Find the line containing "the tree trunk, placed" in the listing below; reproduce it and every line after, exactly. Skip pictures.
━━ Available records ━━
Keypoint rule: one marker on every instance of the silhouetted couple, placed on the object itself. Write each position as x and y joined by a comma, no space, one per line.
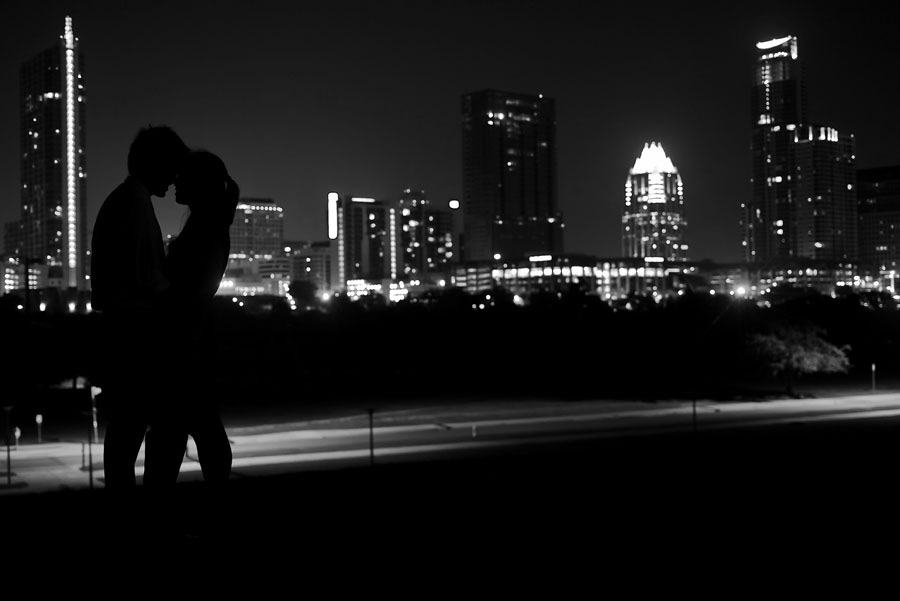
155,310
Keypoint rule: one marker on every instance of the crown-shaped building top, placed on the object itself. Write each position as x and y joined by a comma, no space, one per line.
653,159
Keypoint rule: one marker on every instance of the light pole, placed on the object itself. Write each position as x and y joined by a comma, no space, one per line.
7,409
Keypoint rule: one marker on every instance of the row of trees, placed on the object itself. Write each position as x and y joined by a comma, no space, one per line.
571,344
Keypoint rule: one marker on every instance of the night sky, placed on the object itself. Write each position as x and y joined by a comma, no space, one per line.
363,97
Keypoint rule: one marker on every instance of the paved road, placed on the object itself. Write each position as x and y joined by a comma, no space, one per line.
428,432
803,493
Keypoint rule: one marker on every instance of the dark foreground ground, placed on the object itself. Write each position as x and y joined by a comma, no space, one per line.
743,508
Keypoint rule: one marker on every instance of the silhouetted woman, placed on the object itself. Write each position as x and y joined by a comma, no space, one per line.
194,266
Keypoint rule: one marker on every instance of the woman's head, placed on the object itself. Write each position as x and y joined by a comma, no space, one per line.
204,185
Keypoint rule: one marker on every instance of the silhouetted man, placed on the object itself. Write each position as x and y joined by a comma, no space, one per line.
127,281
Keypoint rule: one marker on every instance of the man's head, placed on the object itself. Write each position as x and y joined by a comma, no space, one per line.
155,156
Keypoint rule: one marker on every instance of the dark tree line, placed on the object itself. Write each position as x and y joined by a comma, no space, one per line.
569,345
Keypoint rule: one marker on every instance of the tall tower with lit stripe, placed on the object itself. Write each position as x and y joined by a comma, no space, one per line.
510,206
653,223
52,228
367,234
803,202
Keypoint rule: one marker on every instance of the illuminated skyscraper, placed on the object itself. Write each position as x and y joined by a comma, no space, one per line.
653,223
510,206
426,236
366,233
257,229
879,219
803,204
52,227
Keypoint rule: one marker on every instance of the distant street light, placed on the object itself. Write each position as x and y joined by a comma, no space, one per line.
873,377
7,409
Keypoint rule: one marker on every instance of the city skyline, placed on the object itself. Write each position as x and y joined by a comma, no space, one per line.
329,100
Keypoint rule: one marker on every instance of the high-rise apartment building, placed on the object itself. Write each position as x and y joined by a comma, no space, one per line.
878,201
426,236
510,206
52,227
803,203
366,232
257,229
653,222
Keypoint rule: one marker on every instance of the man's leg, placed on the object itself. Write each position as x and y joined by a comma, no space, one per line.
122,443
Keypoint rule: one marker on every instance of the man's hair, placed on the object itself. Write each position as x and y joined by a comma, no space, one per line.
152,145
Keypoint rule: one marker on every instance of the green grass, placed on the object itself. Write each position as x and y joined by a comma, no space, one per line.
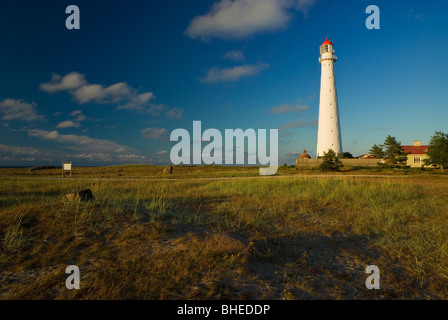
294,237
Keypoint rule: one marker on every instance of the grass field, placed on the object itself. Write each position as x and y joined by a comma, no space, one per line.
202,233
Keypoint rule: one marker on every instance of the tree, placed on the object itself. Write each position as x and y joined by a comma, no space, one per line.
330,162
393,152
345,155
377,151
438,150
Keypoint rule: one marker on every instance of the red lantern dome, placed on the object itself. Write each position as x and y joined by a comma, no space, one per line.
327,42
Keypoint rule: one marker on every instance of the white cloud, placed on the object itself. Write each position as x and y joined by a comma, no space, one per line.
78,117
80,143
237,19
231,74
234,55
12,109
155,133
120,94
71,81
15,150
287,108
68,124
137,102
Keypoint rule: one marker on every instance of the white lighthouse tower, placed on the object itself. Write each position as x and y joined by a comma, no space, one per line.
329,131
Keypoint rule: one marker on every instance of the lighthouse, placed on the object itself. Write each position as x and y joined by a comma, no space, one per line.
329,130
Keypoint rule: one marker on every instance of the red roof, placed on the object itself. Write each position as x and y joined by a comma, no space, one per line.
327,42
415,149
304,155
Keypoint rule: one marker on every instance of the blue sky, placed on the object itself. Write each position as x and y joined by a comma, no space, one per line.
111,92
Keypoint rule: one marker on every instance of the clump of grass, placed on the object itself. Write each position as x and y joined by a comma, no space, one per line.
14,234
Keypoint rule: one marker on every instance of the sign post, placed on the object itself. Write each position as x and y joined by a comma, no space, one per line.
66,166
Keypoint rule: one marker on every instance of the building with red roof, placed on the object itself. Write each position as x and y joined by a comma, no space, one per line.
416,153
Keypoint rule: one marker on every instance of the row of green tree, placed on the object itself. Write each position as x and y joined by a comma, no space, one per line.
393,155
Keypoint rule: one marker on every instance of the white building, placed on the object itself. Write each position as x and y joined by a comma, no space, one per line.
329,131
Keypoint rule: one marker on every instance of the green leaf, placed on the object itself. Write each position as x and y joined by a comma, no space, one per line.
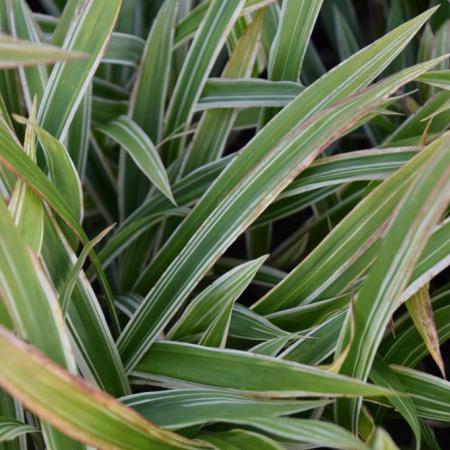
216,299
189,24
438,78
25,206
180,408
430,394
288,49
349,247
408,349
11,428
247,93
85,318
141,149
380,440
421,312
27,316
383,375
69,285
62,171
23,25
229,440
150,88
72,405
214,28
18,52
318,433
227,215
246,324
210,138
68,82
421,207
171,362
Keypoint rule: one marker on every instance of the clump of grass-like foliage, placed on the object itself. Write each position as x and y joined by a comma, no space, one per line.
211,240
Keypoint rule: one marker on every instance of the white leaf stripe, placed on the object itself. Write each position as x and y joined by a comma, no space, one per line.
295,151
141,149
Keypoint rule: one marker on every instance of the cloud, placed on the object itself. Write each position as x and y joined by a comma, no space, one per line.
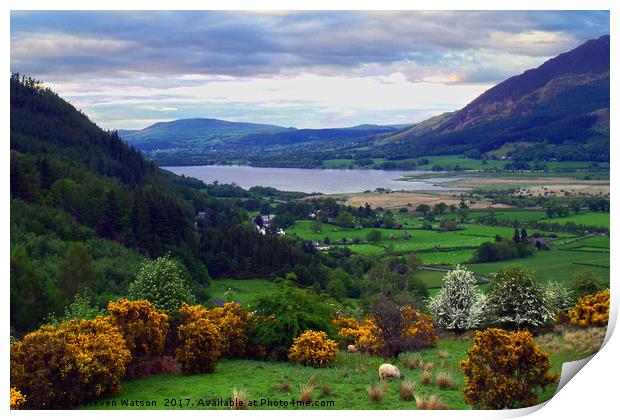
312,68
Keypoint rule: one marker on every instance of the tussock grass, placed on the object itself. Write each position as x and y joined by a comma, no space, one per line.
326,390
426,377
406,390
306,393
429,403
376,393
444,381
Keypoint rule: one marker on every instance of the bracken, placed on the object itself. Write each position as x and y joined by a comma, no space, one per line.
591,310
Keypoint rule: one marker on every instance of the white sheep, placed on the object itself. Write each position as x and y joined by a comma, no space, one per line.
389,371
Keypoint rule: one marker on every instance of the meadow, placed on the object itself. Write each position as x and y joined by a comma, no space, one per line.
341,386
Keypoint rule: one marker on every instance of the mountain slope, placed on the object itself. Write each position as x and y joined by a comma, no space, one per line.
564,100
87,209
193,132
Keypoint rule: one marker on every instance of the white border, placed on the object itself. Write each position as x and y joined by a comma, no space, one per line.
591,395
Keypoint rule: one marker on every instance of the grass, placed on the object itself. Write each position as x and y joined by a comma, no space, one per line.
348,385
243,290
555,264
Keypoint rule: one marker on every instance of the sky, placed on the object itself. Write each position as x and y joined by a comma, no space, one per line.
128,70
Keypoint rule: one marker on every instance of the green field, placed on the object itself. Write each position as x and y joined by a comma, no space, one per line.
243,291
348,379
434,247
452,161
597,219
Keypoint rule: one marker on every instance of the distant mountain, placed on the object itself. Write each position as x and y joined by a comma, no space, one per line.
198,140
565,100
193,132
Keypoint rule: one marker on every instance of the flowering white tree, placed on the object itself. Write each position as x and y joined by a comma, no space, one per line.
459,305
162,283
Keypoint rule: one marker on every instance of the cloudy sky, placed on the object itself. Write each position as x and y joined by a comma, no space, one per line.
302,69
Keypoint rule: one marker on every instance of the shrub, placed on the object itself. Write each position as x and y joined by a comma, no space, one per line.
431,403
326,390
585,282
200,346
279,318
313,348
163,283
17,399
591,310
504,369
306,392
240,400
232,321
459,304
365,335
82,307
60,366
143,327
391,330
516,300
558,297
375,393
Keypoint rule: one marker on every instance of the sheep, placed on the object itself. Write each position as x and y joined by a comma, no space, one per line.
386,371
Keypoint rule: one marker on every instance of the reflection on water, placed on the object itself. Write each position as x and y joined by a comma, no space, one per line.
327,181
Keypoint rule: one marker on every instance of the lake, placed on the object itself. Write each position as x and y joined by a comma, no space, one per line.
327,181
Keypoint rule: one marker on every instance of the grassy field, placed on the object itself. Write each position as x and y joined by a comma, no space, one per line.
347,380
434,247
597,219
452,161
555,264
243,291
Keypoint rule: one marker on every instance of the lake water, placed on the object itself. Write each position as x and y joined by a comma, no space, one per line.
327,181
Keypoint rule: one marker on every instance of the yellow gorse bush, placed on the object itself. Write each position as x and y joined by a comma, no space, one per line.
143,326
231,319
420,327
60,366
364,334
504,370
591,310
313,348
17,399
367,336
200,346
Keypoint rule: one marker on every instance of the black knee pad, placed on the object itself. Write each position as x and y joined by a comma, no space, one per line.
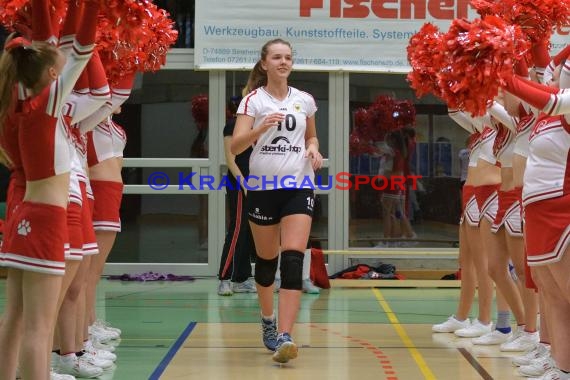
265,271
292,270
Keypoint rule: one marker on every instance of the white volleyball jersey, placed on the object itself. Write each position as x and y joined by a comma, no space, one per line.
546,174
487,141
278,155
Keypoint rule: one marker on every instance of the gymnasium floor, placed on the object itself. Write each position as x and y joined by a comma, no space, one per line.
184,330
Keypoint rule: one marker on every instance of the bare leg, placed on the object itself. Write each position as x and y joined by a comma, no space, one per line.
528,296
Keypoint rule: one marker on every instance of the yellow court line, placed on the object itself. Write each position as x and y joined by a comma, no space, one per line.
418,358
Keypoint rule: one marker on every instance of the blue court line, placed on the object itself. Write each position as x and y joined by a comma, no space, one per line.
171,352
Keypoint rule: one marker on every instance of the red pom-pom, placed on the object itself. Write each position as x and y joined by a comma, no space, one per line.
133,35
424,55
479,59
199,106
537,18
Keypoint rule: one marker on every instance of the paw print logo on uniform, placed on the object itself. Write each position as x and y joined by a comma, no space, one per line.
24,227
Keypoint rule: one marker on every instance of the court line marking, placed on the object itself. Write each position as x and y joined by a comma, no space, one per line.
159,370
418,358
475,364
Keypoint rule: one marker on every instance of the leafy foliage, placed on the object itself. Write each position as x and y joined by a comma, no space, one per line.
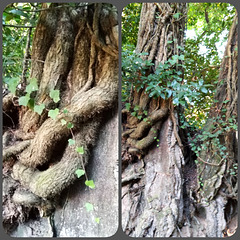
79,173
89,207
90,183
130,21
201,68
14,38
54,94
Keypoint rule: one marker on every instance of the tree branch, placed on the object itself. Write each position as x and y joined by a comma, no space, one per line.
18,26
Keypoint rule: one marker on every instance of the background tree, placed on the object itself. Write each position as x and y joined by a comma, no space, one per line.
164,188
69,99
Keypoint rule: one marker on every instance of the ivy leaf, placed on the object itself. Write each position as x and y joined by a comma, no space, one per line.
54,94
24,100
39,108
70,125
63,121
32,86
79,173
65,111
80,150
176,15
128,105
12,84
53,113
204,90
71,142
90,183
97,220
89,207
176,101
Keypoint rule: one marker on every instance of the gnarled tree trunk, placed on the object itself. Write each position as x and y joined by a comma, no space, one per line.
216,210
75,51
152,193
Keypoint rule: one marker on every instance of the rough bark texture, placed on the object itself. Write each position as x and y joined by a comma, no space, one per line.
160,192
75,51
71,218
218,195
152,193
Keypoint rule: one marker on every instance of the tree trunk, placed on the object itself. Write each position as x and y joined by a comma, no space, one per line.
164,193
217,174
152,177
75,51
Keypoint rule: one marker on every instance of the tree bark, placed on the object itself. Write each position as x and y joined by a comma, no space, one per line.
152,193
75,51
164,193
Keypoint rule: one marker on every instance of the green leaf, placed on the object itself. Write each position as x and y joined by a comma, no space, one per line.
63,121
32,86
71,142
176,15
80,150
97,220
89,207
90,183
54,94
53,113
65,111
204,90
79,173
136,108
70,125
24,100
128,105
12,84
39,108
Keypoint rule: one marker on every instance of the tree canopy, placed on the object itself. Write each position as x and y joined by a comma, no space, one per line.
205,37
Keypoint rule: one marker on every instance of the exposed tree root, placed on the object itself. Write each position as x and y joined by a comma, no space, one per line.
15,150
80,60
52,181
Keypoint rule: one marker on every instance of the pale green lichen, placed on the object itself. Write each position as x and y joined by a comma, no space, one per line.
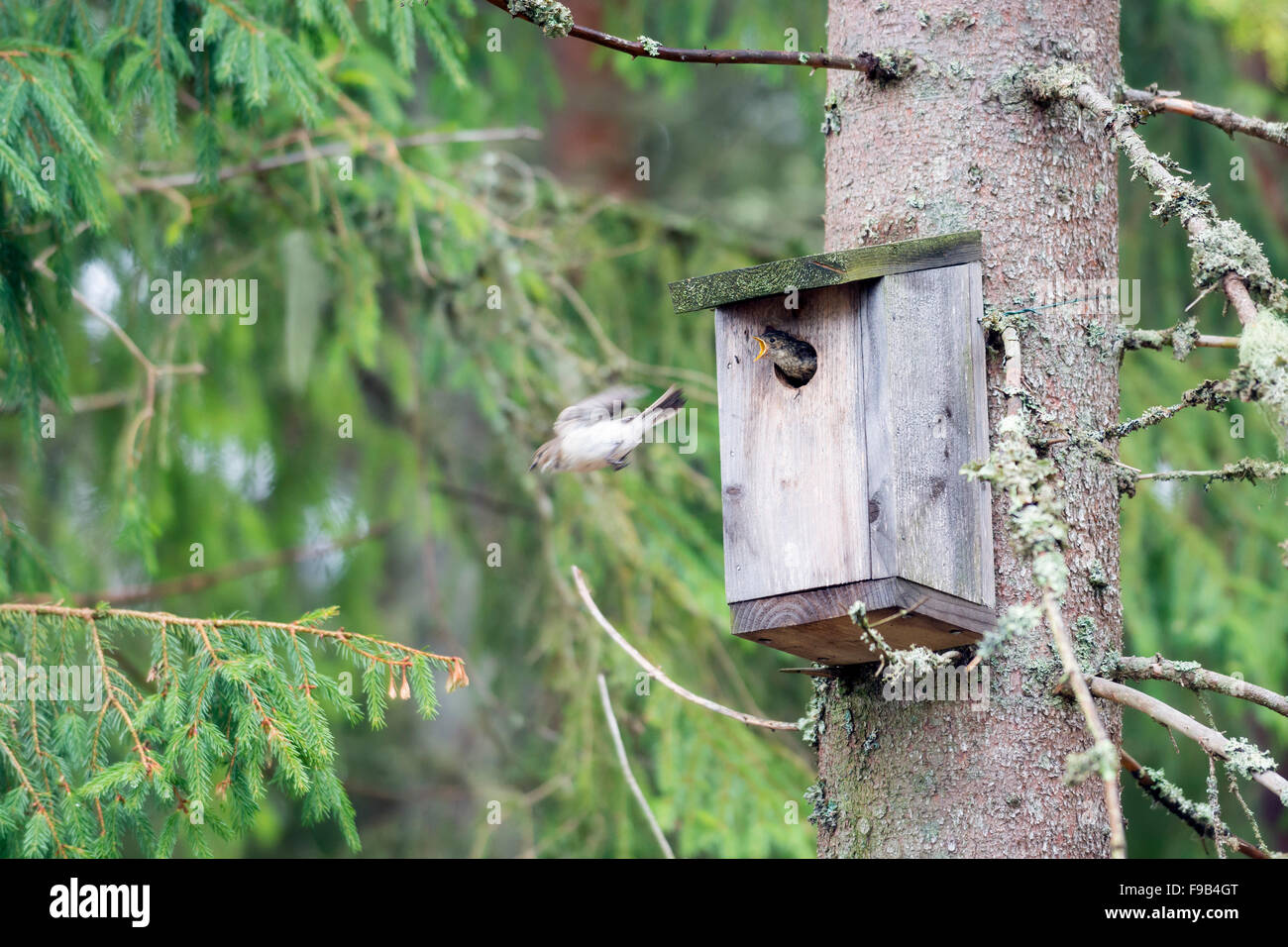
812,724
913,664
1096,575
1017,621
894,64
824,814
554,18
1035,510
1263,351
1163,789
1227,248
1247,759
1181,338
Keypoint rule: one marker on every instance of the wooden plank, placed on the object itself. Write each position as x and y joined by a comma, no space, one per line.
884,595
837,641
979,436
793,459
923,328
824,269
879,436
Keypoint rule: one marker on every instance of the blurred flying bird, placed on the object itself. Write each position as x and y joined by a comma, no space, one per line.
━━━
* **Output of the task**
Keypoint rule: one marker on every instance of the tree trunk, placed on the object itself. Write each position as x and y joined by a comma, no space, one per line.
164,193
217,174
152,177
75,51
Keypoint rule: one marker on every instance of the tree bark, placed on the object itself. Write each position as x and y joined by a comma, no space, one per line.
152,193
75,51
164,193
Keypoint rule: one marker on every instance of the green leaf, placed on the object itself. Write each position as x and y joined by a comma, no space, one per line.
63,121
32,86
71,142
176,15
80,150
97,220
89,207
90,183
54,94
53,113
65,111
204,90
79,173
136,108
70,125
24,100
128,105
12,84
39,108
Keypoint rule: one marker on every instance of the tree canopy, placed on the object itself. Write each position as x and y joined by a comma, no space, one per line.
205,37
Keypoint rule: one marker on every instance of the exposed tree root, placed on the object itself. Write each position as x and y joined by a comma, no space, one per line.
15,150
80,60
52,181
Keypoint rule: one marker on every instance of the pale green lichen, placed on the object itself. Write each position as x and y joined by a comma, no space, one per line.
812,724
913,664
1096,575
1017,621
894,64
824,814
554,18
1035,510
1263,351
1163,789
1227,248
1247,759
1181,338
Keypoint rule: one marker on every instance of the wooden plank, placed on the object itself. Write each position as x and y joined by a comma, no space, one per line.
884,595
837,641
979,436
793,459
923,328
824,269
879,436
Keypoint rule: one marker on every instance of the blurred flying bird, placed on the object itself. Write each position as x and y joined by a comma, no space, one per line.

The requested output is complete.